● ABOUT THIS EXERCISE
Copy the records out again in full, keeping them identical.
┌─ SOURCE RECORDS
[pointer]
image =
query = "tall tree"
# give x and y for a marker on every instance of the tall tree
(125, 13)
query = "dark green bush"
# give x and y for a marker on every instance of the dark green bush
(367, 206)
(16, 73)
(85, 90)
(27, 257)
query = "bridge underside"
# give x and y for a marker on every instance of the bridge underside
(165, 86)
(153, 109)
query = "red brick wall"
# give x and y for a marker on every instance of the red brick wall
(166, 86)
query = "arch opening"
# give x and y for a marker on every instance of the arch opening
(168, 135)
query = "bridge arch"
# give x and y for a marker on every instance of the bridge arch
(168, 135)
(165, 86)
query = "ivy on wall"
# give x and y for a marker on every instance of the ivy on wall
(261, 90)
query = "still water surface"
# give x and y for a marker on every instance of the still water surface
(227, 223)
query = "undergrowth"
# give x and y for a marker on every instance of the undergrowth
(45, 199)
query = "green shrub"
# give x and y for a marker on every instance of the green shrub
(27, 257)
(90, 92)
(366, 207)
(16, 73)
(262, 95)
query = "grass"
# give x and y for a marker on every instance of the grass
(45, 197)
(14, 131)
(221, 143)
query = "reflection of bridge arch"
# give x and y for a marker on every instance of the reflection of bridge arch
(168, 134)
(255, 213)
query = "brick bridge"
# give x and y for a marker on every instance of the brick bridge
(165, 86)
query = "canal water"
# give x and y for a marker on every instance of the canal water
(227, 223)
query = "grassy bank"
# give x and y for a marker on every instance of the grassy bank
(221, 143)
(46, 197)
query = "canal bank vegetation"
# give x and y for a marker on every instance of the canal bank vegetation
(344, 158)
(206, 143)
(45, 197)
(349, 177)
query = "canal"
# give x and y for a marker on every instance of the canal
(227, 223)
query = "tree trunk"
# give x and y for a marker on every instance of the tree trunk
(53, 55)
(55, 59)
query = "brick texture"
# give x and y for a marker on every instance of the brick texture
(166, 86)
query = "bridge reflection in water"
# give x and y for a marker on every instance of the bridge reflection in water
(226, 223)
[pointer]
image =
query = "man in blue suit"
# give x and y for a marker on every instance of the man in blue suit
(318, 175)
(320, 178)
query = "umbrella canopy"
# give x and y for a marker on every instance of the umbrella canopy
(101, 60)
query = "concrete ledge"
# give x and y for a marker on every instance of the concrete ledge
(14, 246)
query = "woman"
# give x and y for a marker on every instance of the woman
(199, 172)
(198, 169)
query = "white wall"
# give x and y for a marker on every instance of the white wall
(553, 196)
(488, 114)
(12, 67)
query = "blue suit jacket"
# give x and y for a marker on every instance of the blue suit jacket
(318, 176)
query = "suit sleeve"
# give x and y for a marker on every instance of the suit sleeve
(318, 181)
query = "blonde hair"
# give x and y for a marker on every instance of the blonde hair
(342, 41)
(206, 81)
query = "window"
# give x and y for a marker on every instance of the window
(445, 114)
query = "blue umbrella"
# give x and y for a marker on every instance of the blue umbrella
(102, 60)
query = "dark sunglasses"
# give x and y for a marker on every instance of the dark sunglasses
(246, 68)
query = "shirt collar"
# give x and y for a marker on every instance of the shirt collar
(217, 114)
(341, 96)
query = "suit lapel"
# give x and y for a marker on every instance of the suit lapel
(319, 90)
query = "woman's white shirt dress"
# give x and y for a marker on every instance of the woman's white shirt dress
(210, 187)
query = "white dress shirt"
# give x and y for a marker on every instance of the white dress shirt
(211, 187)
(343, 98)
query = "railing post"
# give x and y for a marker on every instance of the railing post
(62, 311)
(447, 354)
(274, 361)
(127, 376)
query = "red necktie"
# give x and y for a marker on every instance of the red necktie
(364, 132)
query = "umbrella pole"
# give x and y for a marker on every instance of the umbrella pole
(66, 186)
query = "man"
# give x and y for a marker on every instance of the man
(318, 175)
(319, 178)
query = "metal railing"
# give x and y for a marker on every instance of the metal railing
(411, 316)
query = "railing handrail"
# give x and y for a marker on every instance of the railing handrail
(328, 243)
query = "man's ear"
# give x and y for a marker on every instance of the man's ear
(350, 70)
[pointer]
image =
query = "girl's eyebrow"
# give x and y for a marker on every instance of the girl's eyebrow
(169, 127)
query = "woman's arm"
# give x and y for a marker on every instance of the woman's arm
└─
● EXERCISE RESPONSE
[pointer]
image =
query = "tall tree"
# give x and y for a marker on every instance of the tall tree
(125, 13)
query = "dark green bush"
# give x and y for a marker on every instance of the dark green bush
(367, 206)
(16, 73)
(85, 90)
(27, 257)
query = "bridge underside"
# give x and y for a marker on every instance of the bridge underside
(165, 86)
(153, 109)
query = "red brick wall"
# give x and y for a marker on every instance of the red brick wall
(166, 86)
query = "arch opening"
# give x and y for a marker on every instance of the arch opening
(168, 135)
query = "bridge arch"
# give x and y for a marker on every instance of the bridge arch
(168, 135)
(165, 86)
query = "ivy on wall"
# give x and y for a marker on every instance of the ivy on wall
(261, 90)
query = "still water surface"
# give x and y for a marker on every instance of the still water surface
(227, 223)
query = "undergrowth"
# give x and y for a marker on every instance of the undergrowth
(45, 199)
query = "green shrub"
# give x and y for a marker on every instance of the green shrub
(27, 257)
(90, 92)
(366, 207)
(16, 73)
(262, 95)
query = "grass"
# give x and y for a marker on every instance of the grass
(45, 197)
(14, 131)
(221, 143)
query = "reflection of bridge arch"
# give x and y for a marker on every instance of the reflection of bridge arch
(168, 134)
(255, 213)
query = "brick bridge"
# give x and y for a marker on every instance of the brick bridge
(165, 86)
query = "canal water"
# give x and y for a marker on every instance of the canal water
(227, 223)
query = "grassy bank"
# give x and y for a marker on every instance of the grassy bank
(221, 143)
(46, 197)
query = "canal bank vegetation"
# give x and y for a marker on every instance of the canal bank vegetation
(344, 158)
(206, 143)
(45, 197)
(349, 177)
query = "canal"
# give x and y for a marker on every instance of the canal
(227, 223)
query = "tree trunk"
# give x and y for a marker on every instance of the tree trunk
(53, 55)
(55, 59)
query = "brick texture"
# give x and y for a marker on every instance of the brick texture
(166, 86)
query = "bridge reflection in water"
# give x and y for a marker on every instance of the bridge reflection in water
(226, 223)
[pointer]
image =
query = "man in blue suit"
# give x and y for a marker on every instance of the man in blue suit
(318, 175)
(320, 178)
query = "umbrella canopy"
# give x and y for a marker on every instance of the umbrella canopy
(101, 60)
query = "concrete ledge"
# give x and y for a marker on every instance of the concrete ledge
(14, 246)
query = "woman"
# give x and y for a marker on every instance of the woman
(199, 172)
(198, 169)
query = "white wall"
# give x and y for a marker on every instance of the white wall
(553, 196)
(488, 114)
(12, 67)
query = "blue suit jacket"
# give x and y for a marker on every instance of the blue suit jacket
(318, 176)
query = "suit sleeve"
# give x and y for a marker on every instance of the suit sleeve
(318, 181)
query = "blonde hair"
# give x and y for a marker on every instance of the blonde hair
(342, 41)
(206, 81)
query = "window"
# give x and y for a marker on every instance of the window
(445, 114)
query = "blue umbrella"
# give x and y for a marker on every instance of the blue umbrella
(102, 60)
query = "dark sunglasses"
# give x and y for a marker on every instance of the dark sunglasses
(246, 68)
query = "shirt collar"
# give x and y for a marker on every instance of the shirt collar
(217, 114)
(341, 96)
query = "suit lapel"
# give x and y for a marker on every instance of the suit lapel
(319, 90)
query = "woman's white shirt dress"
# give x and y for a marker on every instance of the woman's white shirt dress
(210, 187)
query = "white dress shirt"
# give x and y for a marker on every instance of the white dress shirt
(211, 187)
(343, 98)
query = "railing post"
# give x and y for a marker on every instance of the railing post
(62, 311)
(447, 354)
(274, 361)
(127, 376)
query = "red necktie"
# give x and y for a marker on every instance of the red necktie
(364, 132)
query = "umbrella pole"
# give x and y for a marker on every instance of the umbrella pole
(66, 186)
query = "man"
# give x and y for a marker on every instance of the man
(318, 175)
(319, 178)
query = "metal railing"
# give x and y for a marker on every instance of the metal railing
(411, 316)
query = "railing handrail"
# give x and y for a marker on every instance of the railing handrail
(328, 243)
query = "man's ear"
# give x and y for a marker on every instance of the man's ear
(350, 70)
[pointer]
image =
query = "girl's eyebrow"
# give x and y for a marker on every instance of the girl's eyebrow
(169, 127)
query = "woman's arm"
# give x and y for a marker on every instance of the woman's arm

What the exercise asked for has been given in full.